DATA SUPPLIED |
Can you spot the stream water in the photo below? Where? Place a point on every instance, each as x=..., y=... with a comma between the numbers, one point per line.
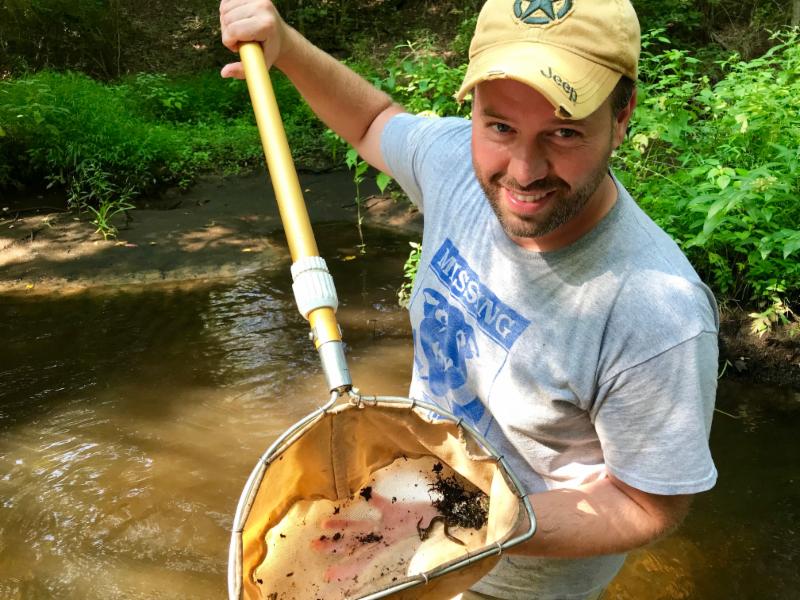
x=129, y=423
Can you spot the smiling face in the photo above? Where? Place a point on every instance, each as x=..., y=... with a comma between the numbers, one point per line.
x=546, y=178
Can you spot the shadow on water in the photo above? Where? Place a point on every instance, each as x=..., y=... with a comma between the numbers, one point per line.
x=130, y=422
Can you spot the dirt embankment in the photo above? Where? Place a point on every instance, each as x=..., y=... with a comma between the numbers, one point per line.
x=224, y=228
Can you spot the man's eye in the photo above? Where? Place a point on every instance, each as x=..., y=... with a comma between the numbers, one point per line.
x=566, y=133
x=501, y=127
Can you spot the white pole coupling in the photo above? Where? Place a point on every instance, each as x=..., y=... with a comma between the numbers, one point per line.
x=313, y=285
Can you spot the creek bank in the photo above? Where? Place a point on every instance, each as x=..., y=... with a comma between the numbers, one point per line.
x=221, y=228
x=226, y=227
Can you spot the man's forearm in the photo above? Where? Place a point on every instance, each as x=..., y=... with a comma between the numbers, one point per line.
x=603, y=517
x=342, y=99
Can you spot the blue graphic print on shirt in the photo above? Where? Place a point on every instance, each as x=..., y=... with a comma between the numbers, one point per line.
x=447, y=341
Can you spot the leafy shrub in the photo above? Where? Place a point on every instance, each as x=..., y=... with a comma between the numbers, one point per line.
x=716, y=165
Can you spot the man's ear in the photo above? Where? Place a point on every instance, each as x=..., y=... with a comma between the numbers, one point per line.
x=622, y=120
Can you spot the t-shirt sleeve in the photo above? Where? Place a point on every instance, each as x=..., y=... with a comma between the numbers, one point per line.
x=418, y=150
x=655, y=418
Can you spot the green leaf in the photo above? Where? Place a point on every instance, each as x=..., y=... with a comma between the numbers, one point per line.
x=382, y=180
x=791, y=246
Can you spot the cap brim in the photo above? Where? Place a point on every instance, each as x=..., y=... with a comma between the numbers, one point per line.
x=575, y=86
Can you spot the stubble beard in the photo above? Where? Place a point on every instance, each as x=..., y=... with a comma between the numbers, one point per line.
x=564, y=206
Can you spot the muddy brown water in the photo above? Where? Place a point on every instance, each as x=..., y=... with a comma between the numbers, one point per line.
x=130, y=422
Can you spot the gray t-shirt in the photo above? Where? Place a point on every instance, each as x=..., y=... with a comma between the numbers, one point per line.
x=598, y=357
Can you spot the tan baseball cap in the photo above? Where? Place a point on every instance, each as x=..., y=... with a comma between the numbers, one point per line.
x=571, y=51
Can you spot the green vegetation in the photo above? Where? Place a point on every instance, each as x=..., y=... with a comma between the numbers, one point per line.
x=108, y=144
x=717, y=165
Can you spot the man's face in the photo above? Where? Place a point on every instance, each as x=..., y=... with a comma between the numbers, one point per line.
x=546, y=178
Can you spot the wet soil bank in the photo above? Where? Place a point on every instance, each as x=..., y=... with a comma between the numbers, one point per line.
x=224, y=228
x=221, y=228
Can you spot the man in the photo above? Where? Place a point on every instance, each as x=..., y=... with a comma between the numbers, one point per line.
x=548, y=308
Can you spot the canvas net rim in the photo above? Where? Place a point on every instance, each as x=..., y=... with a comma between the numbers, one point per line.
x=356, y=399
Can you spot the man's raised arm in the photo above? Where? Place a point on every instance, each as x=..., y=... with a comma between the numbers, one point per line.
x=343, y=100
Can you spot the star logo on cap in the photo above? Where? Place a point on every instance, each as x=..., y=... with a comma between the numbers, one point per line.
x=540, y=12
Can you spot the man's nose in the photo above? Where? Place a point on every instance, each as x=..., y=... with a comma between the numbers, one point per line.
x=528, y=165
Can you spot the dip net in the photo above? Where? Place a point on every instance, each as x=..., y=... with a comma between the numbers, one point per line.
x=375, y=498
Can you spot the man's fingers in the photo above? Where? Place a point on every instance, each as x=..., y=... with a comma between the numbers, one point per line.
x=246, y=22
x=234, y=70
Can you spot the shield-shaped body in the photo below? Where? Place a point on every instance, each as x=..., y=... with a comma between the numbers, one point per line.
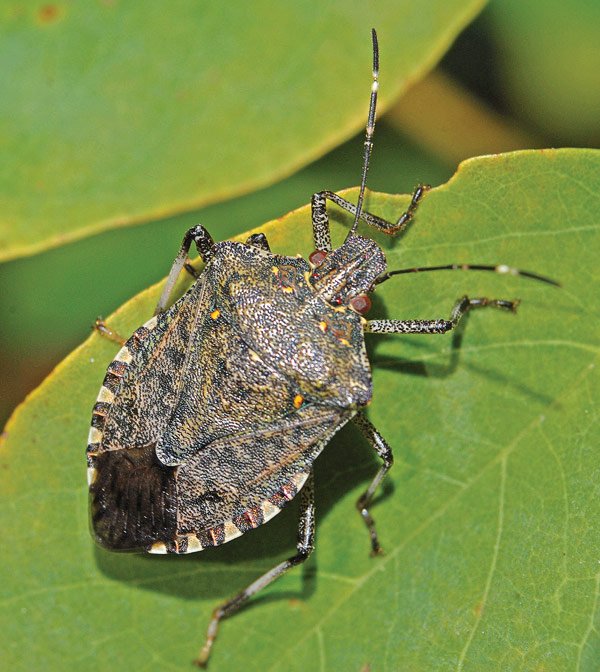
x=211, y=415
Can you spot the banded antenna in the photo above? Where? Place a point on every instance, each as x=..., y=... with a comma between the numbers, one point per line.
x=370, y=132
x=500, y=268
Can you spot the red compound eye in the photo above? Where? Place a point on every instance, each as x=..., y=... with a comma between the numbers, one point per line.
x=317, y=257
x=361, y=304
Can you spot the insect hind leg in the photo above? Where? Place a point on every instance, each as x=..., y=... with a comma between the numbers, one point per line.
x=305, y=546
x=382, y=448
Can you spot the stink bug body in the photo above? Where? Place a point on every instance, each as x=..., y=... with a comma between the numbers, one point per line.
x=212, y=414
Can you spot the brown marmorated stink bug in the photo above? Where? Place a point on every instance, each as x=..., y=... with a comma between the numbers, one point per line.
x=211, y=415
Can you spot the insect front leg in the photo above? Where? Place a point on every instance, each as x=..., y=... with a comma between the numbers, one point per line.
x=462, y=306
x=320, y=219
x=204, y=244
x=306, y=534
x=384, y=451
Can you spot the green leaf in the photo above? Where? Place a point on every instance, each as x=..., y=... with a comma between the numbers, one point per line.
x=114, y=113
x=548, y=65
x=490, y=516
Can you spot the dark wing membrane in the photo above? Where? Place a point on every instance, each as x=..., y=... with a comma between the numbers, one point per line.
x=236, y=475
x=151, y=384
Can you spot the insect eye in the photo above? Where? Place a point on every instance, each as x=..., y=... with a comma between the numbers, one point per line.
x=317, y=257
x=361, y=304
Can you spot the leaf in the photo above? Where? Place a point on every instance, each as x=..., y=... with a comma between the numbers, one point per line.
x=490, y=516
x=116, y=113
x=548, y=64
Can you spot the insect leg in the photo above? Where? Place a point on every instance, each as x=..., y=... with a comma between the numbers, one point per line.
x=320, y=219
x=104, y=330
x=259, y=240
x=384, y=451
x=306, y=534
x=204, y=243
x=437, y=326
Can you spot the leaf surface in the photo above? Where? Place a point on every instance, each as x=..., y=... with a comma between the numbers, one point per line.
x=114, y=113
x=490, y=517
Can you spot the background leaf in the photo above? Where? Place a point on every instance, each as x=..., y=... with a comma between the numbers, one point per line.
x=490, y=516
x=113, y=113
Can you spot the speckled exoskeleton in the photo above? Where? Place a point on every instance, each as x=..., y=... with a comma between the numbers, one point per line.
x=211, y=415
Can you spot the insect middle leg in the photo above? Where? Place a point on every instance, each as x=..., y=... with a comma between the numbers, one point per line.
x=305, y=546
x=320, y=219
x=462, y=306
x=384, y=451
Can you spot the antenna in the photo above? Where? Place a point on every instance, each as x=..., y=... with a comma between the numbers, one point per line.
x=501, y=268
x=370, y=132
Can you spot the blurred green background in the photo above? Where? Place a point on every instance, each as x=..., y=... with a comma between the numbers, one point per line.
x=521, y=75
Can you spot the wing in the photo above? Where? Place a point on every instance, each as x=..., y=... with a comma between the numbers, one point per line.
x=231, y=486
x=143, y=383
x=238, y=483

TRY IT |
Take every entry above and transcribe it exactly, with no pictures in the copy.

OUTPUT |
Can you spot the stream water in the photo below? Where? Place a point on every instance, each as x=..., y=... with a comma between the numbers, one point per line.
x=129, y=423
Can you spot the smiling face in the photo above? Where? Place a point on every instance, each as x=..., y=... with a comma between the numbers, one point per line.
x=546, y=178
Can you spot the shadow on water in the photo above? Where? Place a point on every instance, each as x=..., y=... with a comma between the numbers, one point per line.
x=130, y=422
Can you spot the dirt embankment in the photo above? Where? Place a point on every instance, each as x=..., y=... with a comma between the numbers, one point per line.
x=224, y=228
Can you spot the man's eye in the photo above? Where? Place a point on every instance, each as x=..., y=... with a comma between the numbers, one point per line.
x=566, y=133
x=501, y=127
Can you spot the white pole coupling in the photo above? Where? Place a point on every instance, each as x=..., y=... with a comma between the numbers, one point per line.
x=313, y=285
Can you spot the creek bank in the photo above? Where? Place a point on every instance, each as x=..., y=... with a comma between the numbers, one point per line.
x=221, y=228
x=226, y=227
Can you spot the man's forearm in the photo above? Where? Place a point on every instance, each as x=..., y=... with a comma between the numbers, one point per line.
x=603, y=517
x=342, y=99
Can you spot the blue graphic print on shirt in the photo above? Where? Place a point on every instance, each as x=..., y=... with a comma between the numbers, one point per line.
x=447, y=341
Can you spot the leafy shrub in the photo above? Where? Place a point on every instance, each as x=..., y=... with a comma between the numbers, one point per line.
x=716, y=165
Can you spot the man's ear in the photo above? Where? Place a point on every instance, each as x=..., y=... with a comma between the numbers, one point per line.
x=622, y=120
Can you spot the t-shirt sleeve in the photo above? Where? Place a point on every instance, each as x=..., y=... with a comma between the numbers, one point per line.
x=418, y=150
x=655, y=418
Can you spot the green leaf in the photo above? Where? Place a point on every instance, each as x=..., y=... with a comma between the numbers, one point per line.
x=382, y=180
x=791, y=246
Can you spot the cap brim in the photo above? Where? Place a point on every instance, each as x=..., y=... with a comma between the numbers, one point per line.
x=575, y=86
Can you spot the stubble beard in the photo above? Where? Place a point on every instance, each as x=..., y=... with a comma between the numbers, one point per line.
x=564, y=206
Can you spot the muddy brown water in the photo above? Where? Place a point on every instance, each as x=..., y=... with a comma between the numbers, one point per line.
x=130, y=422
Can you spot the gray t-shirt in the photo above? Where? Place a point on every instance, each as x=..., y=... with a comma between the numbers, one point per line.
x=598, y=357
Can you spot the tan baseball cap in the photo above? Where? Place a point on every instance, each as x=..., y=... with a comma between the numbers, one point per line.
x=571, y=51
Can you spot the green vegetation in the photo above? Where? Place a point on every instance, each as x=..., y=... with a comma between the numbers, one point per line.
x=108, y=144
x=717, y=165
Can you spot the man's face in the photo above? Where? Place a point on every instance, each as x=..., y=... with a comma between the numbers, one point per line.
x=546, y=178
Can you spot the wet soil bank in the photo above? Where? Place a point on every instance, each as x=..., y=... with a comma between the numbers, one point per line.
x=224, y=228
x=221, y=228
Can you spot the man in the photo above? Where? Place a point on every instance, each as x=..., y=... with a comma between the numbers, one point per line.
x=548, y=308
Can you spot the canvas net rim in the photo above? Where? Place a point on every instance, each as x=..., y=... with a comma between the numbers, one point per line.
x=356, y=399
Can you spot the man's raised arm in the photo above? Where? Place a point on every instance, each as x=..., y=... with a comma between the numbers, one point per line.
x=343, y=100
Can you spot the star logo on cap in the photo above? Where? Place a point on every instance, each as x=..., y=... with a comma between the numbers, one point per line.
x=540, y=12
Can you spot the man's nose in the photo above? Where? Place a point on every instance, each as x=..., y=... with a comma between the numbers, one point per line.
x=528, y=165
Can you spot the dip net in the photo above? Where? Place a point on every instance, each as x=..., y=... with a comma between the numbers, one point per line.
x=375, y=498
Can you spot the man's fingers in the photo above? Where? Place a point on every instance, each as x=..., y=... with a comma between the numbers, one point per line.
x=246, y=22
x=234, y=70
Can you spot the shield-shaped body in the photo below? Where? Place a point on every instance, each as x=..., y=... with a comma between the numbers, one point per line.
x=211, y=415
Can you spot the banded antenna in the photo above? Where? Place a point on every instance, each as x=..., y=... with a comma between the numbers, one point per line.
x=370, y=132
x=500, y=268
Can you spot the red compound eye in the photo above? Where? Place a point on every instance, each as x=..., y=... with a comma between the numbers, one point per line.
x=317, y=257
x=361, y=304
Can you spot the insect hind leg in the photo above? Where? Place a point on every instance, each as x=..., y=... with a comma between the numbers, one point per line.
x=305, y=546
x=382, y=448
Can you spot the stink bug body in the photo above? Where? Place a point on every instance, each as x=..., y=... with a comma between the numbers, one point per line.
x=212, y=414
Can you spot the brown marmorated stink bug in the photo above? Where? Place a point on every instance, each as x=..., y=... with a comma between the numbers, one point per line.
x=211, y=415
Can you spot the insect front leg in the photo above? Where? Place a point on every instance, each as x=..., y=... with a comma between the numbers, one point per line.
x=462, y=306
x=320, y=219
x=204, y=244
x=306, y=534
x=384, y=451
Can you spot the green leaf in the photo above? Where? Place a point on every instance, each as x=..., y=... with a comma between the numbers, one point per line.
x=114, y=113
x=548, y=65
x=490, y=516
Can you spot the dark wing membrane in the photo above? Where? Place a point on every instance, each as x=..., y=... with a comma between the numbers, one point per line.
x=236, y=475
x=151, y=384
Can you spot the insect eye in the photo above? Where? Place a point on every instance, each as x=..., y=... with a comma between the numbers, one point per line.
x=317, y=257
x=361, y=304
Can you spot the leaf in the photo above? Where? Place a point on every instance, each as x=..., y=... with a comma between the numbers, one point per line.
x=490, y=516
x=116, y=113
x=548, y=64
Can you spot the insect leg in the photo above? Where? Place a point on every instance, each as x=..., y=... with a comma between the numbers, one point per line.
x=320, y=219
x=104, y=330
x=259, y=240
x=384, y=451
x=306, y=534
x=204, y=243
x=437, y=326
Can you spot the leaf surface in the photo above? Where? Place a point on every instance, each as x=..., y=... with a comma between the numbers, one point per line.
x=114, y=113
x=490, y=517
Can you spot the background leaf in the photo above? Where? Place a point on every instance, each as x=..., y=... with a comma between the numbers, one point per line.
x=490, y=516
x=113, y=113
Can you spot the speckled exoskeleton in the photo above? Where? Place a point on every instance, each as x=..., y=... with a comma between the numbers, one point per line.
x=211, y=415
Can you spot the insect middle leg in the photo above? Where? Place a point on every instance, each as x=..., y=... with a comma between the numbers, one point per line.
x=305, y=546
x=320, y=219
x=462, y=306
x=384, y=451
Can you spot the antenna in the photo above? Where? Place a point on every instance, each as x=..., y=... with a comma between the numbers, one point per line.
x=501, y=268
x=370, y=132
Can you spot the blurred green background in the photo above? Where? Place a point on every instance, each as x=..., y=... with a comma between the numbers, one point per line.
x=521, y=75
Can you spot the wing in the photo above? Where? Place a point on every instance, each as x=..., y=... with a comma between the numbers, one point per line.
x=231, y=486
x=143, y=383
x=238, y=483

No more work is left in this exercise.